What this task involves:
Do any lines in the data below contain "Target"? If so, copy every one of them.

Natural language region descriptions
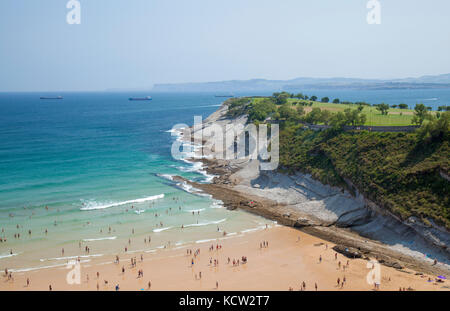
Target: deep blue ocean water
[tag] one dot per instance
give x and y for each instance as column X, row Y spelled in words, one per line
column 97, row 151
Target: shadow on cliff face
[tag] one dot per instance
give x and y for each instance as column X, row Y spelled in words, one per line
column 341, row 209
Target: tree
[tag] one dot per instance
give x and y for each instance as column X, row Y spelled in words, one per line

Answer to the exercise:
Target: deep blue ocean water
Target: shadow on cliff face
Target: tree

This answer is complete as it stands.